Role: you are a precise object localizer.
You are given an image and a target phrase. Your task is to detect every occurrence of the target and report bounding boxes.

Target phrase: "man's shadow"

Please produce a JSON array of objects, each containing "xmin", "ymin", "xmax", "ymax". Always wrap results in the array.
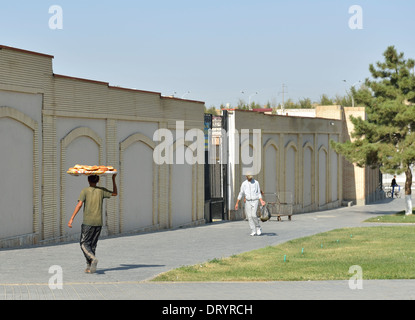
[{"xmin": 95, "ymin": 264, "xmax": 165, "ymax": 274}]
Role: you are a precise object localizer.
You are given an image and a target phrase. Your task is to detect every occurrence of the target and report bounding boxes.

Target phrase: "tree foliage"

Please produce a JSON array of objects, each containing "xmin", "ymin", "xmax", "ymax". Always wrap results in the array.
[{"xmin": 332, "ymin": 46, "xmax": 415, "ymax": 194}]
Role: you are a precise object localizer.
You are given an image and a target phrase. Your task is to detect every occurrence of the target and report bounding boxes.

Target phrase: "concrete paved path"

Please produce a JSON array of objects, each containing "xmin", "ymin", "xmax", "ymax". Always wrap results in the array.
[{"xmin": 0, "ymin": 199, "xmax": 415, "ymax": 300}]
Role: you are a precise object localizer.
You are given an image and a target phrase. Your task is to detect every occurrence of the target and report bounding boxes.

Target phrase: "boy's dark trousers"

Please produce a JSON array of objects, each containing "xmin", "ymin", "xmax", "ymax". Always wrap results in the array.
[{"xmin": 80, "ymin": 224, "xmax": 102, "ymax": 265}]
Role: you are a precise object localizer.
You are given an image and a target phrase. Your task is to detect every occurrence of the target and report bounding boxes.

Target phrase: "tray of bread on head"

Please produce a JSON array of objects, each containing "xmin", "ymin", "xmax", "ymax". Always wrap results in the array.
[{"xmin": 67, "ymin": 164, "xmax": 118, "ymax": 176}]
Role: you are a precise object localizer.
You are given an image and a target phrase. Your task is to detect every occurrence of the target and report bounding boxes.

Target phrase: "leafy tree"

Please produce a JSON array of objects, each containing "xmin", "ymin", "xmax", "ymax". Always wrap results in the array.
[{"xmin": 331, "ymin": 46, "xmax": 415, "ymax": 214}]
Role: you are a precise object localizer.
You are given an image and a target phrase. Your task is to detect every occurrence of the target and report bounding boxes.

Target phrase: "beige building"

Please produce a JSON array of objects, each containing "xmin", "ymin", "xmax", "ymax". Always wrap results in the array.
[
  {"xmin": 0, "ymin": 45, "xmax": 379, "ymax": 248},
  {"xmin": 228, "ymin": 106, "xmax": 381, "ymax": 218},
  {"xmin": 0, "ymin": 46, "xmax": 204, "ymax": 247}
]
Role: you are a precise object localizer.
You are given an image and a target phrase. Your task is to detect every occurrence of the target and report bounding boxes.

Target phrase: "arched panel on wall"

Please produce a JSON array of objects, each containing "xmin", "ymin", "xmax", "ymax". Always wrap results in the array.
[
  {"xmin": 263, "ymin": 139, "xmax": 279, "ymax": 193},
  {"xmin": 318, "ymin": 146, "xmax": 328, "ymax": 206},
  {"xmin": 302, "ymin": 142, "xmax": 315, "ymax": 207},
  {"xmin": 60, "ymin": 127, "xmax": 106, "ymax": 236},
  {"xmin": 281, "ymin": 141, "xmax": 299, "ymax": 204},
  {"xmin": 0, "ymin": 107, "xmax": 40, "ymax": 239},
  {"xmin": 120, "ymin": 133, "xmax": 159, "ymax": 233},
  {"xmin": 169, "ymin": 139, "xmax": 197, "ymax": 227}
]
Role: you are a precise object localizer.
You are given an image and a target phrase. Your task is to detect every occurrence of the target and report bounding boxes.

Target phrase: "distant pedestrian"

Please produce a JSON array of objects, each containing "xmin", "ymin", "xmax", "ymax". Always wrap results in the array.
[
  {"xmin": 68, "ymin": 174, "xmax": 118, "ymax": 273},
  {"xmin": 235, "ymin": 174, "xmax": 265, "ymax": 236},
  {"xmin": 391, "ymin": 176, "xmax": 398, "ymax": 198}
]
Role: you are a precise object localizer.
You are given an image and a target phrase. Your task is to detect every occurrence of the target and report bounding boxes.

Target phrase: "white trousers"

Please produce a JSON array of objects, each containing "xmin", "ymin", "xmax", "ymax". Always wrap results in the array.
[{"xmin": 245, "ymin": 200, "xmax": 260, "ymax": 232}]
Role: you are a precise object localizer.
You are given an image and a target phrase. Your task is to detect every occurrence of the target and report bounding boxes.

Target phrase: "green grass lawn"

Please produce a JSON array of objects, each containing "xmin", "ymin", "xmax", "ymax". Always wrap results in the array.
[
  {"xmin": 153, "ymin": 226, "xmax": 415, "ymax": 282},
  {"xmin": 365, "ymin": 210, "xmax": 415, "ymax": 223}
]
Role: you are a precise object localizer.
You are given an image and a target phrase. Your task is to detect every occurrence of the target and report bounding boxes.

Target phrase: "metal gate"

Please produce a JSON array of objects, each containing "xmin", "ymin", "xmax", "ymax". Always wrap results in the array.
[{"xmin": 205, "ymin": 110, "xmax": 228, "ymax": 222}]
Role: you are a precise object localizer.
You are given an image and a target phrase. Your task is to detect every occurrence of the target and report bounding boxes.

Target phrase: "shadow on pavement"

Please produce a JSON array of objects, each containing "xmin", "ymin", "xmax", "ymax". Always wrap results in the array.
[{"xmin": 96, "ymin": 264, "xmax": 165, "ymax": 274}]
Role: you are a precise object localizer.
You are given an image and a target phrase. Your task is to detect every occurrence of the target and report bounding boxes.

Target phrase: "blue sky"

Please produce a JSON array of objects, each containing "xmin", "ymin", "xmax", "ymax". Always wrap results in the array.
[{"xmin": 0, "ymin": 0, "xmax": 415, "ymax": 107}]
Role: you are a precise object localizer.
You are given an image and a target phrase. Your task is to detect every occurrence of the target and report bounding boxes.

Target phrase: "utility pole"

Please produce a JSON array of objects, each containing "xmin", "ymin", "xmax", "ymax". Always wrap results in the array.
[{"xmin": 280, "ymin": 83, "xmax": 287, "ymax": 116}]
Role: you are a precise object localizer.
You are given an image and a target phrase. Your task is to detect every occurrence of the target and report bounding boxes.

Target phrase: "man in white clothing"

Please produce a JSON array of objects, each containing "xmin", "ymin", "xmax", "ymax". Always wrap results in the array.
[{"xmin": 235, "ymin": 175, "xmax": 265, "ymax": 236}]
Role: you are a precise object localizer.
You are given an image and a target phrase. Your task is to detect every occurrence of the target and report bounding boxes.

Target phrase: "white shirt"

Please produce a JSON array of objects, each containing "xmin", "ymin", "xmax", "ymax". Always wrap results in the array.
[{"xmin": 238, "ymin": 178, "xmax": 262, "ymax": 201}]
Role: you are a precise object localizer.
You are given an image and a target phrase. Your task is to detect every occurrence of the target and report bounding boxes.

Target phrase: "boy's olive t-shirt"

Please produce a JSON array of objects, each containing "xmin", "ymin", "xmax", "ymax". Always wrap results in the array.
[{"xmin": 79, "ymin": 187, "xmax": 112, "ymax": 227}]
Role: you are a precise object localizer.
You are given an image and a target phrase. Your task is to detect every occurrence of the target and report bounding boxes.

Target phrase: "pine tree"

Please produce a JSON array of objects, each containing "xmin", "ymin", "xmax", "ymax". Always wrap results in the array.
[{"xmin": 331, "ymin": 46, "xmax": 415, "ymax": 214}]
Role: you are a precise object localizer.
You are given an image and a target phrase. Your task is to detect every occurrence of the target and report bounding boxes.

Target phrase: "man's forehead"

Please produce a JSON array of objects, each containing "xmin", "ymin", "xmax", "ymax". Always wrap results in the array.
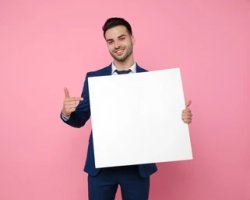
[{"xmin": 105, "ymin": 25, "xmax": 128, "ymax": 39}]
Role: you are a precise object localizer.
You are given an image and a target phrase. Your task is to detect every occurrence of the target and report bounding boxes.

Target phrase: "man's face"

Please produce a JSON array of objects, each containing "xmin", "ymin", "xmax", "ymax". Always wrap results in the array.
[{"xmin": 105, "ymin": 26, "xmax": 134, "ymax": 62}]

________________

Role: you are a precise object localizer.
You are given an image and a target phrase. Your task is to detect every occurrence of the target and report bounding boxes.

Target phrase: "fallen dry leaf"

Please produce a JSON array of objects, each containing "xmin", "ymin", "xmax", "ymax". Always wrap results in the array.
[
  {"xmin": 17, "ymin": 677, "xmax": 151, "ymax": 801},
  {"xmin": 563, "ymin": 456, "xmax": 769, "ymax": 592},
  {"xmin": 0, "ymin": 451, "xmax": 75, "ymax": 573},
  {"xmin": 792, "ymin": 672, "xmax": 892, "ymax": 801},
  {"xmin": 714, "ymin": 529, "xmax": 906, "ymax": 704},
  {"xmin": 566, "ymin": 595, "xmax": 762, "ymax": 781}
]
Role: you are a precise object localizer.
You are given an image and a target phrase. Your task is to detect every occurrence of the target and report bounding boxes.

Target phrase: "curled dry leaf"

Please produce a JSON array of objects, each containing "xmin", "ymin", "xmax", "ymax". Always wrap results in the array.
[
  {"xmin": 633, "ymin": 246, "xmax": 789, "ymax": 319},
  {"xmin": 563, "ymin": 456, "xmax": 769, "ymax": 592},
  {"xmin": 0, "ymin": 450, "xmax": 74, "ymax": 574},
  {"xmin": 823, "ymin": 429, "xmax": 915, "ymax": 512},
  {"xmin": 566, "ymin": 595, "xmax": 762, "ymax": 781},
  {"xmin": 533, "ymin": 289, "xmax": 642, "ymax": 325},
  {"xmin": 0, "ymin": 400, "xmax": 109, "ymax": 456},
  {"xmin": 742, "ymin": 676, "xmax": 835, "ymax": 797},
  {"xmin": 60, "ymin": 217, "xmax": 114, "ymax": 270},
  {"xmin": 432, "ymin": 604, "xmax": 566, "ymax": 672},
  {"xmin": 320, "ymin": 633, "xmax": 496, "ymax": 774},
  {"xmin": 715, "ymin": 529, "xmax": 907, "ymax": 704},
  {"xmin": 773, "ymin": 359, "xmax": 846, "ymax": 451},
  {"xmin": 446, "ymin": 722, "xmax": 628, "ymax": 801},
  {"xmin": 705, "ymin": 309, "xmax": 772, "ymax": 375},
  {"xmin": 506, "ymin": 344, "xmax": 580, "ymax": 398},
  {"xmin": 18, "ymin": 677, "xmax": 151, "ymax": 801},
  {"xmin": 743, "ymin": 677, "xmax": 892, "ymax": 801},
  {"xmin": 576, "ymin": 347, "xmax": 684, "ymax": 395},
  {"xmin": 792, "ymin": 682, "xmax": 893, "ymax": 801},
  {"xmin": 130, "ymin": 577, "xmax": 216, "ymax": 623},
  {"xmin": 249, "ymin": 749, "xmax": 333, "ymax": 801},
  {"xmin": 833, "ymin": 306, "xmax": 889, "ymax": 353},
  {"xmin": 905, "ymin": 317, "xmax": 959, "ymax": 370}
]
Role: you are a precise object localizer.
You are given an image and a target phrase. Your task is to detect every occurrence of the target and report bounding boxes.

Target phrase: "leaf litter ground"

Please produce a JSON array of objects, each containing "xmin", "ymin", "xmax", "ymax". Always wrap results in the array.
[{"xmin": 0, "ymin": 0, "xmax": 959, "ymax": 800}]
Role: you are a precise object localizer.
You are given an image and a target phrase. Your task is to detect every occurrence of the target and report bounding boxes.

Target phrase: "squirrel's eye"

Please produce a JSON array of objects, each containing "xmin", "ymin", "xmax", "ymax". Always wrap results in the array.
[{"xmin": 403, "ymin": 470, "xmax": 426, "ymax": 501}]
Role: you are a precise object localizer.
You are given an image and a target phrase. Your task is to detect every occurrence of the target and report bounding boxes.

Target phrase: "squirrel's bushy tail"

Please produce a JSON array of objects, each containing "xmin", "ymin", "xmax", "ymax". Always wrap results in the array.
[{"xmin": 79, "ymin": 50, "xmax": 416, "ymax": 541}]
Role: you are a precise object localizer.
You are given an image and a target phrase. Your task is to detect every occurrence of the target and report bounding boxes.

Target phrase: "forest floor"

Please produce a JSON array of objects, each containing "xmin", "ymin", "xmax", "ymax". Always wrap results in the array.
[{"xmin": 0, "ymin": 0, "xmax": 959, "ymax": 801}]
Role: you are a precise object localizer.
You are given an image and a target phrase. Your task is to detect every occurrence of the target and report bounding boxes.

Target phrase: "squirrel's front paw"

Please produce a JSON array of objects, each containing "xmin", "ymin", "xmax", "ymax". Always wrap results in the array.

________________

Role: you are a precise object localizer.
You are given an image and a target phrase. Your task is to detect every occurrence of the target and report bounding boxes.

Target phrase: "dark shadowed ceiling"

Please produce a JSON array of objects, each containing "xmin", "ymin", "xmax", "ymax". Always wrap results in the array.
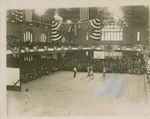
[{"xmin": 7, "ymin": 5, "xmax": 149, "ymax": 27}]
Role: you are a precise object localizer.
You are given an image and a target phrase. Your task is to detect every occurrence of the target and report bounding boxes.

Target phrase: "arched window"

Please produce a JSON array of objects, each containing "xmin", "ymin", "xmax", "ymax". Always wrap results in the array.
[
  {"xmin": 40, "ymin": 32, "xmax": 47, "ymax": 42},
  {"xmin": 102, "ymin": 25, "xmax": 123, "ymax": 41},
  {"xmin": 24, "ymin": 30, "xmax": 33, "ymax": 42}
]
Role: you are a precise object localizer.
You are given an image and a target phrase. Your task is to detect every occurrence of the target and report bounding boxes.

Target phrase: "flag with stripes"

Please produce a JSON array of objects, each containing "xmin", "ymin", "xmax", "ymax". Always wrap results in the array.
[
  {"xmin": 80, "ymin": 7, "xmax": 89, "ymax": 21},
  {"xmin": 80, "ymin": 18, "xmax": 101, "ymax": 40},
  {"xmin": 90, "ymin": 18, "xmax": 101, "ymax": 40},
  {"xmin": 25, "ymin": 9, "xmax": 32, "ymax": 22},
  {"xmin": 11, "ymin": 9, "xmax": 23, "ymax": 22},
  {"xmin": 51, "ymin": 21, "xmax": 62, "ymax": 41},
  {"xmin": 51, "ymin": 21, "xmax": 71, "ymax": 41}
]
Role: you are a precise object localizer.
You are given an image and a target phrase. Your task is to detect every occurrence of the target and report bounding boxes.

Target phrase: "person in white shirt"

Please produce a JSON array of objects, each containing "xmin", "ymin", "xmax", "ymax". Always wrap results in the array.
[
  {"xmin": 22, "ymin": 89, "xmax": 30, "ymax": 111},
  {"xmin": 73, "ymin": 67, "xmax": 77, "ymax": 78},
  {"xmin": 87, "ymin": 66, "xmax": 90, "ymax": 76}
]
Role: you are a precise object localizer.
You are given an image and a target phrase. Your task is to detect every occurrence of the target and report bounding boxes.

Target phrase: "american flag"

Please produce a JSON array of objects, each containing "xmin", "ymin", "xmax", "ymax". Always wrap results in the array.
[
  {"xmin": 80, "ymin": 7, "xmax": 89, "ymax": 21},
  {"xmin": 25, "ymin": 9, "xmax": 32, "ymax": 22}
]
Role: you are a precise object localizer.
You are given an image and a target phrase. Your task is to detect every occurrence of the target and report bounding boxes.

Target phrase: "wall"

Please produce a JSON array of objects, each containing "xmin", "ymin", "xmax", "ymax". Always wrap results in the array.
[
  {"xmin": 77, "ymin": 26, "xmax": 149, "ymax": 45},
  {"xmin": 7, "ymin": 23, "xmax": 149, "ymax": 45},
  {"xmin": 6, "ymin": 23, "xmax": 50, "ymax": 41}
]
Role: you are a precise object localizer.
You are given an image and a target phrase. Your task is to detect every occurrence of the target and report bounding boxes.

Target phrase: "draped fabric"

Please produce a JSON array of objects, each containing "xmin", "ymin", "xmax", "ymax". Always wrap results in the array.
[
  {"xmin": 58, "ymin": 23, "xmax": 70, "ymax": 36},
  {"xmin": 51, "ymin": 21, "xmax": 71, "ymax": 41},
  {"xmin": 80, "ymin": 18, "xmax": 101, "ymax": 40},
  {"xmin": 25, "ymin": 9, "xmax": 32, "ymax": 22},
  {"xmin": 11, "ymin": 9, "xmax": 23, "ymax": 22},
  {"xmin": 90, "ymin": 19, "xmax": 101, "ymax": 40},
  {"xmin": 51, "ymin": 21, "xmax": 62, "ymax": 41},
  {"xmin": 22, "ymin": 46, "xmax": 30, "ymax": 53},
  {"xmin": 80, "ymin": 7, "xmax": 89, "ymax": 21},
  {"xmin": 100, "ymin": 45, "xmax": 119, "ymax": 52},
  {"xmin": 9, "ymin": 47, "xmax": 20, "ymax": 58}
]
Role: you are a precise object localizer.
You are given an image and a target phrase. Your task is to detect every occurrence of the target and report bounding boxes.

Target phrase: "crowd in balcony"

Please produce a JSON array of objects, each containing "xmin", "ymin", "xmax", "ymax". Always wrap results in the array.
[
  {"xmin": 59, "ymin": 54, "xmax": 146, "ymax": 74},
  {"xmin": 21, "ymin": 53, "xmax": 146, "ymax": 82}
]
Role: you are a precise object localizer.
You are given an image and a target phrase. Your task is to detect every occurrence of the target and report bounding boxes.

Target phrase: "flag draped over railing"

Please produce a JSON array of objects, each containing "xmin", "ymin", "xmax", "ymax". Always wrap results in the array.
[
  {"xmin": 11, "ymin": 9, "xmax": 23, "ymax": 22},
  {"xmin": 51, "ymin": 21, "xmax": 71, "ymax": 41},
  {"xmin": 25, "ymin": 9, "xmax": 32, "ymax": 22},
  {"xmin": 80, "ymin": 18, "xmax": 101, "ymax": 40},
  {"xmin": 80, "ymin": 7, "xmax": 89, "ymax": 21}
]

________________

- [Instructions for the task] List every line in the rows above that contains the word "arched", copying each such line in full.

- [Solution]
Target phrase: "arched panel on wall"
Target phrase: "arched window"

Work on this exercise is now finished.